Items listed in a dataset
-*-*-

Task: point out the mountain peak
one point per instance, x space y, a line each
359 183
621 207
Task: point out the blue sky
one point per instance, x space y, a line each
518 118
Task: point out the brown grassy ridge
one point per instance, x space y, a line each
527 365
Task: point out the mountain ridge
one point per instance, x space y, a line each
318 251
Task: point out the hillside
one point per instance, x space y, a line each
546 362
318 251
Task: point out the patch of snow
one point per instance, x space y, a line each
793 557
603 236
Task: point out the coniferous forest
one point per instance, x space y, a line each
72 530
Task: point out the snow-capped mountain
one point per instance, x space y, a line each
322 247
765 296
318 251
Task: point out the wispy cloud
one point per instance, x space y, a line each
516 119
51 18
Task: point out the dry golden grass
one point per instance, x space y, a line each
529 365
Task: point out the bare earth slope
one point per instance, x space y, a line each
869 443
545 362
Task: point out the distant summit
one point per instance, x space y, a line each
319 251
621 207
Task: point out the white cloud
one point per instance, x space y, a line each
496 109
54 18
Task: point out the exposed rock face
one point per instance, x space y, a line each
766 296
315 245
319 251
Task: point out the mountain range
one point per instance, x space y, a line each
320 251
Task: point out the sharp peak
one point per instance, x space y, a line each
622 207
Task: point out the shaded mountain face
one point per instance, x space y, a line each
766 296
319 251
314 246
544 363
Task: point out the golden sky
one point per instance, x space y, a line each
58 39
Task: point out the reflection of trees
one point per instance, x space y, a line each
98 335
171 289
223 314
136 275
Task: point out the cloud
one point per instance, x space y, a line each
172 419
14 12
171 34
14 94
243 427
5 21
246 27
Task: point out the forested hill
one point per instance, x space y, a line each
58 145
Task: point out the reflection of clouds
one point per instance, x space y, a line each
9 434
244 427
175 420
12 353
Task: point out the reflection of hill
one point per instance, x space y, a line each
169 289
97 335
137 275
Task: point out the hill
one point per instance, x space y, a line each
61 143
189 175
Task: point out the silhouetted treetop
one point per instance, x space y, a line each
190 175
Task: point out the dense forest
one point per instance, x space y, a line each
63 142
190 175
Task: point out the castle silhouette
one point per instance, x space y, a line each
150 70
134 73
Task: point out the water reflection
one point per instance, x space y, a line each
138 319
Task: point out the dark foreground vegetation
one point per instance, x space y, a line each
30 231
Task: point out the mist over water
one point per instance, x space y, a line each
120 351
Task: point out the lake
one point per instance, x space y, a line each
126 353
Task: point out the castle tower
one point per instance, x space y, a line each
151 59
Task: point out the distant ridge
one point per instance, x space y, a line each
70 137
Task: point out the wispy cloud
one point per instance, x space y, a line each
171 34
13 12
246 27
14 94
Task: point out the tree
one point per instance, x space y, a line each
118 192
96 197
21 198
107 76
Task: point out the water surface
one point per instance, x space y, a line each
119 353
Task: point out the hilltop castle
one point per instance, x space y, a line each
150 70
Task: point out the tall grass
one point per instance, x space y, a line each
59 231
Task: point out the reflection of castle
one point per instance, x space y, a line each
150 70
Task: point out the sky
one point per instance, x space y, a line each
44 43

-*-*-

• WHAT IS BEING ASKED
Transcribe all of the records exactly.

• SOLUTION
Task: point out the mountain peak
one point per instance, x space y, a line each
359 183
621 207
Task: point out the blue sky
one point per instance, x space y, a line each
518 118
Task: point out the brown grassy ridge
one point per instance, x space y, a line each
527 365
Task: point out the mountain ridge
one point per instance, x space y, a line each
318 251
Task: point out the hillside
one point per instance, x space y, a line each
546 362
318 251
Task: point out the patch of snow
one point per instance, x space y, a line each
793 557
603 236
Task: point out the coniferous forest
one point per instance, x space y, a line each
72 530
Task: point out the snow-capped mountain
one point per instance, x space y, a line each
322 247
765 296
318 251
Task: point out the wispy cloud
one point per instance, x space y, a line each
516 119
51 18
Task: point out the dry golden grass
one point per instance, x space y, a line each
529 365
Task: point out the bare earth slope
one point per instance, x space y, a line each
869 443
545 362
Task: point out the distant summit
one point per instance, x space y, a line each
319 251
621 207
Task: point out the white cloud
one point per instance, x space y, a line each
496 109
54 18
Task: point out the exposed rock face
one point per instance, x space y, a line each
766 296
315 245
319 251
Task: point out the mountain range
one point per instance, x space y, a line each
320 251
Task: point out the sharp peak
one point per instance, x space y, a line each
622 207
Task: point out the shaded mountain face
one point per instance, x space y, a line each
766 296
319 251
314 246
544 363
Task: point out the golden sky
one point per instance, x space y, a line each
58 39
Task: point out the reflection of trees
one point per instance, x space y, a line each
98 335
171 289
223 314
136 275
Task: point out the cloud
one point per instance, x space y, a line each
172 419
14 12
171 34
14 94
243 427
5 21
246 27
Task: point out the forested hill
one point per instance, x space y, a line each
58 145
Task: point out the reflection of clouds
one point per instance, x space y, a line each
9 434
244 427
175 420
12 353
Task: point out the reflection of hill
one point per instance, x space y, a line each
169 289
97 335
137 275
Task: point out the hill
one point per instance, x space y, a line each
61 143
189 175
Task: point out the silhouetted treetop
one point per instance, x space y, a line each
190 175
Task: point out the dense forest
one point per instance, x space y, a line each
63 142
190 175
Task: point out the castle silhouette
one point per instance, x space y, a line each
150 70
134 73
Task: point out the water reflection
one point per instance, x space y, a line each
138 319
Task: point out the dark foreground vegetation
one point per instance, x space y, a line each
30 231
Task: point out the mist over water
one point per instance, x space y, a line each
120 351
Task: point out the lake
one point per instance, x space y, a line each
126 353
Task: point out the castle tower
one point per instance, x space y, a line each
151 59
Task: point out the distant ridge
one point per instance, x space y, a line each
70 137
Task: point out the wispy cloud
one point per instance, x space y, a line each
171 34
13 12
246 27
14 94
Task: point out the tree
one point per instance, x space y, a line each
118 192
96 197
21 198
107 76
Task: point out the water surface
one point per instance, x space y, a line each
119 353
Task: point out the hilltop castle
one point per instance, x space y, a line each
150 70
Task: point out the tall grass
one point per instance, x space y, a line each
59 231
Task: point out the reflection of castle
one point per instance, x space y, a line each
150 70
Task: point out the sky
one point per instance, x space y, a line each
44 43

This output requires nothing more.